Images are to be left out when the records below are printed word for word.
----- DATA UNDER STUDY -----
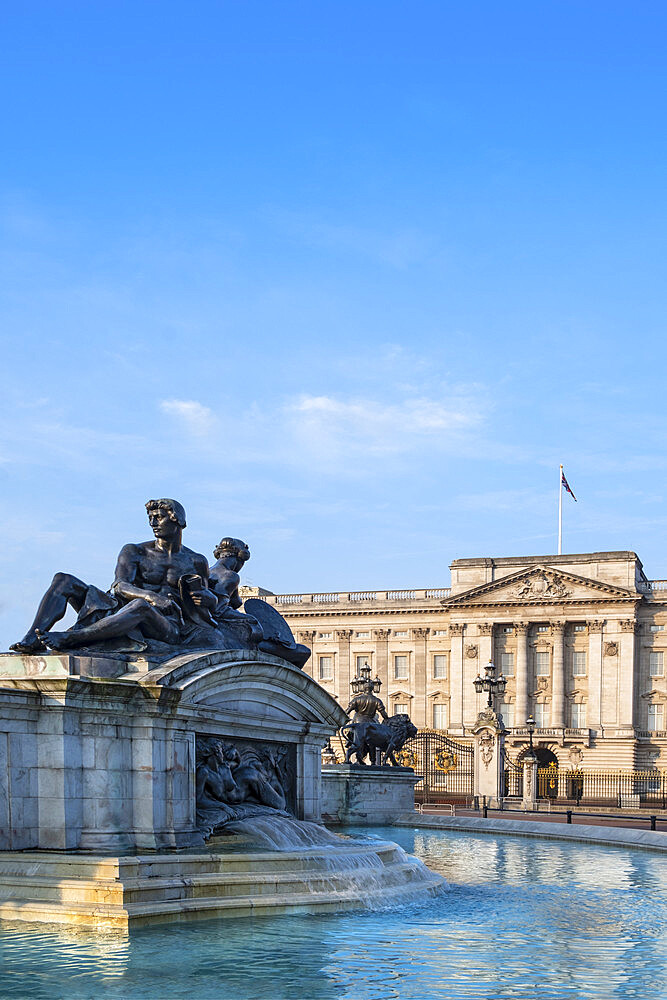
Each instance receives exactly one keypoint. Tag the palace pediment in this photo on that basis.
(540, 586)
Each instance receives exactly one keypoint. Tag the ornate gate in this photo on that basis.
(446, 767)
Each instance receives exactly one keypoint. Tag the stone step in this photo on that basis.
(322, 880)
(186, 864)
(117, 892)
(105, 916)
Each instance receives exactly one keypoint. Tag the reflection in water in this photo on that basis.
(521, 919)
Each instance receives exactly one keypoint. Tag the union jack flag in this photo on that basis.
(564, 482)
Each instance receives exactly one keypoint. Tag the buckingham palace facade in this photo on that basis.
(581, 640)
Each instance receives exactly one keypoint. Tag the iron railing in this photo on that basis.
(618, 789)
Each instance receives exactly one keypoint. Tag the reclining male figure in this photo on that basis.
(144, 595)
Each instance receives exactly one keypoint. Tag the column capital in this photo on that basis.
(421, 633)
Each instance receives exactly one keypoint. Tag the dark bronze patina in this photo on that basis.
(365, 736)
(163, 598)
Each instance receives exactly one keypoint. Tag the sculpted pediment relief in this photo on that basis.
(541, 585)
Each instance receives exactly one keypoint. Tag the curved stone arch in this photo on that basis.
(252, 685)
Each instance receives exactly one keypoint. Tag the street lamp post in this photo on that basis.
(490, 683)
(363, 683)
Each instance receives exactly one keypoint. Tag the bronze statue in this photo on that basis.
(365, 736)
(233, 785)
(144, 601)
(162, 598)
(367, 739)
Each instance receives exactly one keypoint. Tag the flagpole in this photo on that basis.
(560, 509)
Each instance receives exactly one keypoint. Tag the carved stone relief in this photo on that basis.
(541, 587)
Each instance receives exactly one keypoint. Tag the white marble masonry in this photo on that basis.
(109, 764)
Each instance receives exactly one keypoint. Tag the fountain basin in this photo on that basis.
(116, 893)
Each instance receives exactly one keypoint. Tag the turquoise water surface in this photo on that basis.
(521, 919)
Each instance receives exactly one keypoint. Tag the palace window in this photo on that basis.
(542, 663)
(506, 709)
(541, 715)
(655, 663)
(578, 715)
(655, 718)
(578, 663)
(400, 667)
(439, 666)
(326, 668)
(439, 716)
(507, 664)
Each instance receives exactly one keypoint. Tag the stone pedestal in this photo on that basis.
(529, 801)
(488, 743)
(366, 796)
(108, 763)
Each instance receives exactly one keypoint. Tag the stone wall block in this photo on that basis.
(4, 793)
(23, 749)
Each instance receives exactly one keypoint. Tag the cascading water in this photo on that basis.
(374, 874)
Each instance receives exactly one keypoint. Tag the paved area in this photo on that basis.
(547, 826)
(578, 818)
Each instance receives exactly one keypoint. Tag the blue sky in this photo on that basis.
(347, 279)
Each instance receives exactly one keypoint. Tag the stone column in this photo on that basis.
(627, 674)
(595, 646)
(558, 675)
(418, 713)
(344, 691)
(312, 667)
(381, 636)
(472, 665)
(486, 645)
(456, 675)
(488, 760)
(529, 801)
(485, 655)
(522, 709)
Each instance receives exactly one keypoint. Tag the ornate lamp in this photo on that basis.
(364, 683)
(490, 683)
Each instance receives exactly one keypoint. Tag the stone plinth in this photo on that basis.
(100, 756)
(116, 893)
(365, 796)
(488, 733)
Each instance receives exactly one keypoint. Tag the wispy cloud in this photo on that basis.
(333, 427)
(195, 417)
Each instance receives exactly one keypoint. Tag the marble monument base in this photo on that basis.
(105, 763)
(117, 893)
(366, 795)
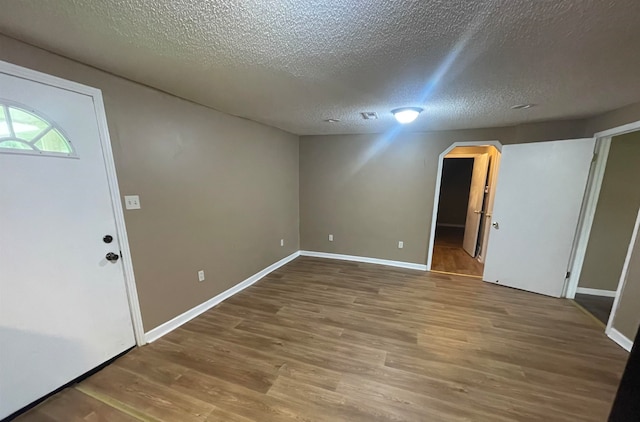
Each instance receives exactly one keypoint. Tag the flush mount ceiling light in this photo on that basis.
(522, 106)
(406, 114)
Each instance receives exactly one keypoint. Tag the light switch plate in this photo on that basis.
(132, 202)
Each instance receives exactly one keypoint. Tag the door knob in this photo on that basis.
(113, 257)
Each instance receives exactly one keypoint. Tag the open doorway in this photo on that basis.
(610, 233)
(464, 201)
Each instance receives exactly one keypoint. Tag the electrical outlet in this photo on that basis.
(132, 202)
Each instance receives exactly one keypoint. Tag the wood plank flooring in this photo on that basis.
(448, 255)
(324, 340)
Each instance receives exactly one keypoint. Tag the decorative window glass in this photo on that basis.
(24, 131)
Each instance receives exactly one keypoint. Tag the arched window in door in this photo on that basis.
(25, 131)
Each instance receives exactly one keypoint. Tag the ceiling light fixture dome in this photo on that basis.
(406, 115)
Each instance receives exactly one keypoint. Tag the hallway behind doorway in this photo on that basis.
(448, 255)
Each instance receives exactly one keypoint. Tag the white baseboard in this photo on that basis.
(596, 292)
(620, 338)
(174, 323)
(401, 264)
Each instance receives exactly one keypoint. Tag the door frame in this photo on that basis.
(610, 331)
(436, 199)
(116, 201)
(590, 202)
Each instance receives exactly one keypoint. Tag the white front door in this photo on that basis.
(475, 204)
(63, 305)
(535, 215)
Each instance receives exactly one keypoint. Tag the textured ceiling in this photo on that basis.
(293, 63)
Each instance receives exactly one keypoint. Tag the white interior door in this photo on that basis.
(474, 207)
(63, 305)
(535, 215)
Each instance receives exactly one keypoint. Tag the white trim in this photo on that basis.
(400, 264)
(436, 199)
(611, 331)
(187, 316)
(620, 339)
(96, 95)
(587, 214)
(592, 194)
(596, 292)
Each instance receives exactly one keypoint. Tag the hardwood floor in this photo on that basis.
(448, 255)
(324, 340)
(598, 306)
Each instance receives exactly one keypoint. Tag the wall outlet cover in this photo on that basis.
(132, 202)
-----
__RESPONSE TO THIS TASK__.
Each instance receives exactly one keypoint. Tag the palace pediment in this photo on that basis.
(540, 586)
Each instance receives exactly one keypoint. Tag the ornate gate in this photo on that basis.
(446, 767)
Each instance receives exactly one keypoint. Tag the stone step in this photo on that basis.
(322, 880)
(186, 864)
(117, 892)
(105, 916)
Each instance receives exactly one keypoint. Tag the reflection in water in this photo on that basis.
(521, 919)
Each instance receives exactly one keypoint. Tag the union jack flag in this photo on that basis.
(564, 482)
Each instance receives exactly one keypoint. Tag the buckingham palace facade in this photo on that basis.
(581, 640)
Each instance receives exactly one keypoint. Tag the iron railing in this photo on that basis.
(618, 789)
Each instance receives exactly one keypoint. Tag the reclining male figure in this photo on that basis.
(144, 595)
Each instance receives exactly one keypoint. Tag the column capital in this photo on that basis.
(421, 633)
Each instance receives exactly one keypoint. Tag the dark bronze patina in this photo on that basis.
(365, 736)
(163, 598)
Each instance receives exactly one keypoint. Tag the sculpted pediment relief in this photo on that basis.
(541, 585)
Each instance receives exactly one keypoint. Tag the curved stone arch in this photo on that basis.
(252, 685)
Each instance receives exactly one keypoint. Tag the street lamp post in this photo on that basis.
(490, 683)
(363, 683)
Each instance receives exactly one keypoint. Tag the bronze statue in this photo on that basis.
(365, 736)
(233, 785)
(144, 601)
(162, 598)
(367, 739)
Each instance receives exactly one keypoint. Tag the flagpole in this photo on that basis.
(560, 509)
Each instance receives exactly one keypoint. Tag the carved stone relief in this photo on that basis.
(541, 587)
Each instance receives exactly one keypoint. Tag the white marble masonry in this photo on that basis.
(109, 764)
Each instance receives exactly one keypoint. Tag the fountain basin in this photo on that basis.
(116, 893)
Each instance receives exactly one keypoint. Tag the turquoise water surface in this photo on that basis.
(521, 919)
Each instance receives exactly one keypoint. Tag the palace window in this photo on that basis.
(542, 663)
(506, 709)
(541, 715)
(655, 663)
(578, 715)
(655, 718)
(578, 663)
(400, 667)
(439, 666)
(326, 668)
(439, 716)
(507, 664)
Each instance receives exactly one keypoint. Tag the stone pedestal in this photo on that basis.
(529, 801)
(488, 743)
(366, 796)
(108, 763)
Each instance receives exactly one keypoint. Tag the stone wall block in this photo on that basis.
(4, 793)
(23, 749)
Each instance receives exactly one keypoint. Tag the cascading water in this photo on that basis.
(374, 874)
Each instance receives exactly one keypoint. Tag the paved area in this photo on that basis.
(547, 826)
(578, 818)
Each instance receives exactly one keypoint. Tag the blue sky in this photo on that basis.
(347, 279)
Each instance receives exactly one keypoint. Tag the stone column in this photo on that basis.
(627, 674)
(595, 646)
(558, 675)
(418, 713)
(344, 691)
(312, 667)
(381, 636)
(472, 665)
(486, 645)
(456, 675)
(488, 760)
(529, 801)
(485, 655)
(522, 709)
Each instance receives exactly one keypoint. Tag the ornate lamp in this photo on that basis.
(364, 683)
(490, 683)
Each instance receives exactly one keypoint. Tag the stone plinth in this photo on that basis.
(100, 756)
(116, 893)
(365, 796)
(488, 733)
Each instance receives exactly one keypoint. Tag the wispy cloud in this photo on that basis.
(333, 427)
(195, 417)
Each instance receives exactly one keypoint. Tag the marble monument base in this photo on that basis.
(105, 763)
(117, 893)
(366, 795)
Each instance receives exactly one keypoint. Tag the flush mount ceiling light in this photo on that basis.
(522, 106)
(406, 114)
Each instance receives exactly one keypoint. Tag the light switch plate in this photo on that basis.
(132, 202)
Each instance receives exactly one keypoint. Tag the door knob in this photo on that basis.
(113, 257)
Each instance receives exactly one keypoint. Tag the open doorway in this photo on that basis.
(610, 233)
(464, 201)
Each instance receives exactly one keypoint. Tag the electrical outlet in this photo on that basis.
(132, 202)
Each instance receives exactly one keypoint. Tag the wood plank flooring in this photo on that basis.
(448, 255)
(324, 340)
Each instance receives exactly one keypoint. Tag the decorative window glass in this photo on that basis.
(24, 131)
Each instance receives exactly one keypoint. Tag the arched window in door in this photo on that basis.
(25, 131)
Each instance receives exactly one keypoint. Tag the ceiling light fixture dome in this photo on that basis.
(406, 115)
Each instance receives exactly one keypoint. Tag the hallway behind doorway in this photo on that basis.
(448, 255)
Each instance receives exactly one keypoint. Tag the white baseboard in this photo on that basis.
(596, 292)
(620, 338)
(174, 323)
(401, 264)
Each instance receives exactly one keypoint. Tag the door frame in this photo on that basis.
(610, 331)
(436, 199)
(116, 201)
(590, 202)
Each instance receives exactly one keypoint. Tag the white front door in this photo on that basis.
(475, 204)
(63, 305)
(535, 215)
Each instance receives exactly one keypoint. Tag the textured ceiling in this photo on that basis.
(293, 63)
Each instance receives exactly one keypoint. Tag the white interior door in this photo on that basis.
(474, 207)
(63, 305)
(535, 215)
Each instance receives exactly one keypoint. Tag the white trim in this photo on that basis.
(400, 264)
(436, 199)
(611, 331)
(187, 316)
(620, 339)
(96, 95)
(587, 214)
(592, 194)
(596, 292)
Each instance receives exactly one keypoint. Tag the hardwood floor in this photo on that basis.
(448, 255)
(324, 340)
(598, 306)
Each instance receives exactly one keypoint. Tag the wall outlet cover in this photo on that basis.
(132, 202)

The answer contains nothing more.